[Start of Records for processing]

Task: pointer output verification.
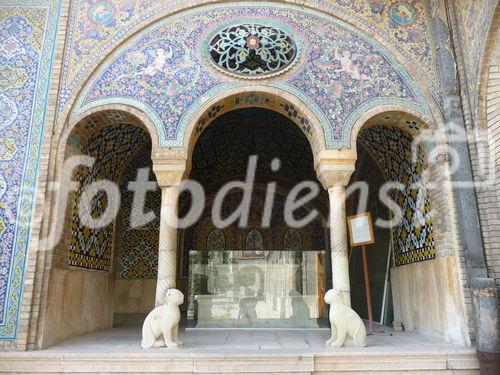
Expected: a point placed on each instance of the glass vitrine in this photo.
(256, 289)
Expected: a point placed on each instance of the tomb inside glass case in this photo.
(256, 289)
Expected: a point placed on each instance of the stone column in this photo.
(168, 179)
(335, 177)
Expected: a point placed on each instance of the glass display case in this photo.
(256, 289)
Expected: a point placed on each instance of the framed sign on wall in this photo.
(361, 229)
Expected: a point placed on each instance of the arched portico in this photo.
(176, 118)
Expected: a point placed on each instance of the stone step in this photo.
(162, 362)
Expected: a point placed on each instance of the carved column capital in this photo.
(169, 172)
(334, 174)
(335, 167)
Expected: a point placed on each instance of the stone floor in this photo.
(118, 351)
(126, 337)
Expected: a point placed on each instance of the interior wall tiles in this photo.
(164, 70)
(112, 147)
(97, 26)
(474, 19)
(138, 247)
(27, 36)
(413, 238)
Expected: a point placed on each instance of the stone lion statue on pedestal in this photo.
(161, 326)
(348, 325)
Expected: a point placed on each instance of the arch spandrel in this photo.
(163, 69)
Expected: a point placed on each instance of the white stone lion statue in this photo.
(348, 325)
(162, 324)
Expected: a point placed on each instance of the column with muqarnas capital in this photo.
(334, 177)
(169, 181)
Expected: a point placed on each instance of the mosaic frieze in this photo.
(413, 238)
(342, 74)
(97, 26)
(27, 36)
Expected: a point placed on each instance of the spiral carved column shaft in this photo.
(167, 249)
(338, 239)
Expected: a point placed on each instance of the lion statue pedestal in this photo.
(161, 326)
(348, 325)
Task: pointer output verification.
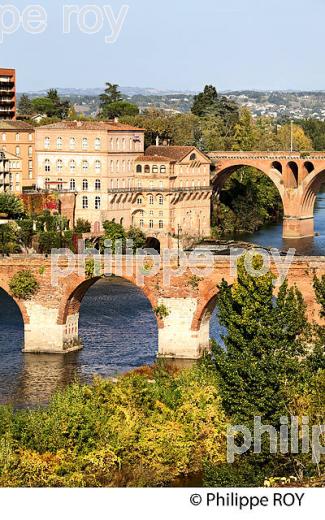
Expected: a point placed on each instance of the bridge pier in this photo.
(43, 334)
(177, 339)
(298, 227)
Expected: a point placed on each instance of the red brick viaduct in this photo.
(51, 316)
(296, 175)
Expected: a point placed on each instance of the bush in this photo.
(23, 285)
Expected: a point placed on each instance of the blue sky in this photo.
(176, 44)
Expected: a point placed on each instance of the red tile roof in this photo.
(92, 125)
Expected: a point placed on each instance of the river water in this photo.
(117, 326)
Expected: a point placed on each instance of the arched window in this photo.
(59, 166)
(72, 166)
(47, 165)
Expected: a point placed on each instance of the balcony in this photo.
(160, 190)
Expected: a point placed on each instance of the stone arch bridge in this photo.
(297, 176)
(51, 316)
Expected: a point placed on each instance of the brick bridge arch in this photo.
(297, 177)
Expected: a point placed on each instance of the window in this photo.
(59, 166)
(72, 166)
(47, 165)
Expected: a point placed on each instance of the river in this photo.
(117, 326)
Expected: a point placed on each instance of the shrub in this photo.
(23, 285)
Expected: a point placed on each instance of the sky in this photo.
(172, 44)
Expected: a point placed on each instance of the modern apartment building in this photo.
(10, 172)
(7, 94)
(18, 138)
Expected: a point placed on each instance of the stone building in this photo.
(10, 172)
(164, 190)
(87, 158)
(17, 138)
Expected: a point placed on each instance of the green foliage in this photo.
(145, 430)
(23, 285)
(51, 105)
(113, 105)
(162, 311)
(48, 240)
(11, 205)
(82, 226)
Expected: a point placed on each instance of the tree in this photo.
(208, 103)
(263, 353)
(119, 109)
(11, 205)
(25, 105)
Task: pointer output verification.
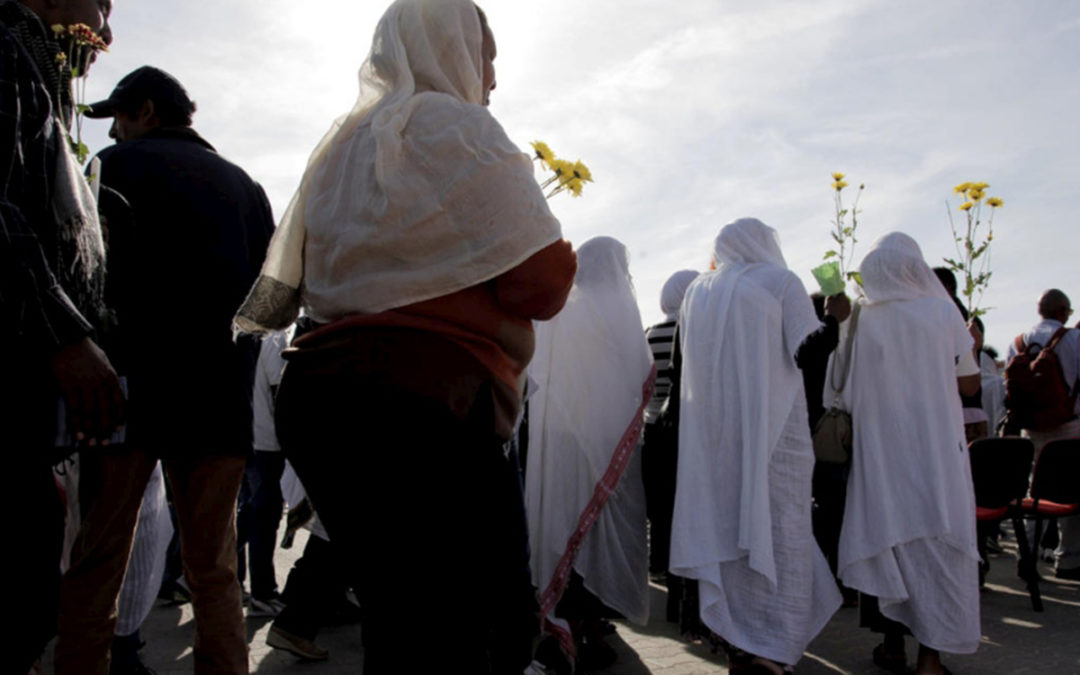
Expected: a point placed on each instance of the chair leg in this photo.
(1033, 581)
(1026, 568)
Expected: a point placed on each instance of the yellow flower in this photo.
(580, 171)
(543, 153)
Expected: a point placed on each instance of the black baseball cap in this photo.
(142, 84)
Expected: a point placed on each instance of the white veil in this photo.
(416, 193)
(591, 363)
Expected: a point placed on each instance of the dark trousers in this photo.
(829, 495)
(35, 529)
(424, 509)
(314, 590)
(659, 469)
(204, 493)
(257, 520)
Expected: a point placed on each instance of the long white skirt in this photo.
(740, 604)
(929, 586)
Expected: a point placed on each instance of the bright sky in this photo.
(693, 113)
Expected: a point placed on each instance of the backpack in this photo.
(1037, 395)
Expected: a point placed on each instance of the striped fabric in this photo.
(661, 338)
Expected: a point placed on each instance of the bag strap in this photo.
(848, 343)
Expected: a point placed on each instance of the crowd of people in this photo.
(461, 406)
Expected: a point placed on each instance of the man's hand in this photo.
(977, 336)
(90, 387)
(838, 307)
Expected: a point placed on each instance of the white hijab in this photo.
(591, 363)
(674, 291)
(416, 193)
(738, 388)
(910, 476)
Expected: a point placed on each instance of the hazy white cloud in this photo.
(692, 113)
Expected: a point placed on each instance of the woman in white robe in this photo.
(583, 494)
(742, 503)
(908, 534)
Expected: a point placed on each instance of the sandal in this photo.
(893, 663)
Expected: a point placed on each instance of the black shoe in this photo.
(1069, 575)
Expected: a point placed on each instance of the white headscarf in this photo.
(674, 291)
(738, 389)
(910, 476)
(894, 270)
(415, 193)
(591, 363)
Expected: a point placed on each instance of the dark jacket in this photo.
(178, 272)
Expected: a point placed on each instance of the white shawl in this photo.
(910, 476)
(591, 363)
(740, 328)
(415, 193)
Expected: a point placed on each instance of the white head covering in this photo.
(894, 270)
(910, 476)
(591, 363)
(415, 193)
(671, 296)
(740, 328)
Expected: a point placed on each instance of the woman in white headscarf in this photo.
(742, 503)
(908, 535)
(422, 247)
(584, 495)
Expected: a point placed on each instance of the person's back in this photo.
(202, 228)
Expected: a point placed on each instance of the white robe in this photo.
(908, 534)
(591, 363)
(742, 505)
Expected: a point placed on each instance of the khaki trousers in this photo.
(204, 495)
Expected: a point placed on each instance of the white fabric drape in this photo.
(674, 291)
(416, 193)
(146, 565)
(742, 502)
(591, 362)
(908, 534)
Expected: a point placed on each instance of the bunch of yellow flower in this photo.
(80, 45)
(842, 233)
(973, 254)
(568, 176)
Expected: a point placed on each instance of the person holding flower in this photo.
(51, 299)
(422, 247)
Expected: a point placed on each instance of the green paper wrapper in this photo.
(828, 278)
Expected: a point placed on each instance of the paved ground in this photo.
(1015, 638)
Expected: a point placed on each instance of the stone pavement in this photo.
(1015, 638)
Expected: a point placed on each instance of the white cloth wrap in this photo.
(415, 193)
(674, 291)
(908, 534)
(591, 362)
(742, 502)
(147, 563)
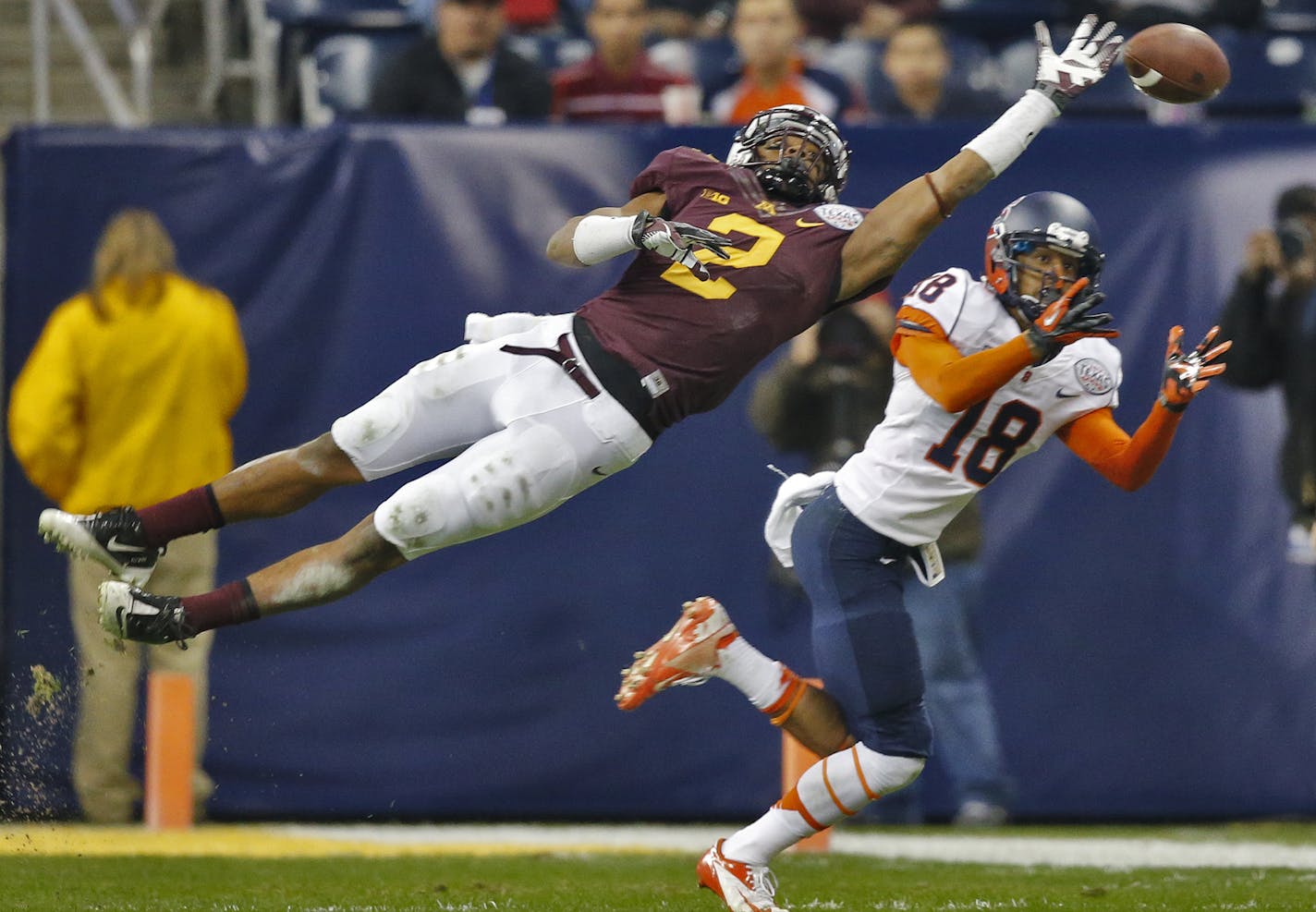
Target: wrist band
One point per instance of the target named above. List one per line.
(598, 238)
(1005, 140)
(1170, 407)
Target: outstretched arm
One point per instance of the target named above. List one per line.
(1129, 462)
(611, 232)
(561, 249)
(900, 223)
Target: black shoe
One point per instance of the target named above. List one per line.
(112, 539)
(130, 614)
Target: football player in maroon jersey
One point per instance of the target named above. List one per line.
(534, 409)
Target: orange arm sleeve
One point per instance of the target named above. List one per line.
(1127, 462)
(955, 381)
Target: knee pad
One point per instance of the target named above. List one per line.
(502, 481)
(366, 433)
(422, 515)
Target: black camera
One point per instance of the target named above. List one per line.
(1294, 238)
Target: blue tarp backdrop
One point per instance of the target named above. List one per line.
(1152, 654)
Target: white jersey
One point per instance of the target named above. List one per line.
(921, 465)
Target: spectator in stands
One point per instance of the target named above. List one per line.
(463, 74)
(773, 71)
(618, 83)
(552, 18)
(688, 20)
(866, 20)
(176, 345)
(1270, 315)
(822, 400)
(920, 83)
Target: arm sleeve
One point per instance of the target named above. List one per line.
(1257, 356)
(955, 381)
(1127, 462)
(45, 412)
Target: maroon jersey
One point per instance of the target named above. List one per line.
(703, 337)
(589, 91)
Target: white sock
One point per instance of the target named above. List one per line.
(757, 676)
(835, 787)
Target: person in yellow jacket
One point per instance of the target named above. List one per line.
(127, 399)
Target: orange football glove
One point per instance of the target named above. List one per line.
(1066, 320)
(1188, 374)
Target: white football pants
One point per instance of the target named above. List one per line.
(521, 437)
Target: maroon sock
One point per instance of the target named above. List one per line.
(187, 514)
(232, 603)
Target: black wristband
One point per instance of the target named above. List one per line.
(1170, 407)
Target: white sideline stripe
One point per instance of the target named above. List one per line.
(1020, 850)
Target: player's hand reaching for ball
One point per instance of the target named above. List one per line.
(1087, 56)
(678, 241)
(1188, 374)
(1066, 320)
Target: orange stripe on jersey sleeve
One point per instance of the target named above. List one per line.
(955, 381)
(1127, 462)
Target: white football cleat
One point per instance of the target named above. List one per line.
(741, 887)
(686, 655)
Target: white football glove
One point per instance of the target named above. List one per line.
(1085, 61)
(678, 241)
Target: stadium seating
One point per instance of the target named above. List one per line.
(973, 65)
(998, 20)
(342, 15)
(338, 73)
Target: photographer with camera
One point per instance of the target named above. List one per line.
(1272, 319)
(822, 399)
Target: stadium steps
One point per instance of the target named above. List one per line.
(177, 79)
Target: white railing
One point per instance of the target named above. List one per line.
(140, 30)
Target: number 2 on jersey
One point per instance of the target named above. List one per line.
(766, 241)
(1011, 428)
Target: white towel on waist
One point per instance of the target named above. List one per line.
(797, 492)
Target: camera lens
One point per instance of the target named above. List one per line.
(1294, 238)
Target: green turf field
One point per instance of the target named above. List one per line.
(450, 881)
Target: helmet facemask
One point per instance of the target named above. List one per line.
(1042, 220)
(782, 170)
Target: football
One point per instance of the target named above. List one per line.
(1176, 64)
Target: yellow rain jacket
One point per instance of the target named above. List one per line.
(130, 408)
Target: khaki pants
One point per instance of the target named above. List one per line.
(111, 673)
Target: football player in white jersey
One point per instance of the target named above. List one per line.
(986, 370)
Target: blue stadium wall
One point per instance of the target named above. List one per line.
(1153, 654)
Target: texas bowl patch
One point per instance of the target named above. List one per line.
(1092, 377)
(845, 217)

[End of Records for processing]

• [Stated goal]: Copy the listing above word for word, starting at the line that contains "Target: football player in white jersey" and stopping after the last line of the listing.

• [Result for this task]:
Target: football player in white jersey
One point per instance of the target named above. List one per line.
(986, 370)
Target: blue stadium wall
One point per instance of the target named above. List one per line.
(1153, 654)
Target: texas bowl patch
One point per instance of the target named above. List one per line.
(1092, 377)
(845, 217)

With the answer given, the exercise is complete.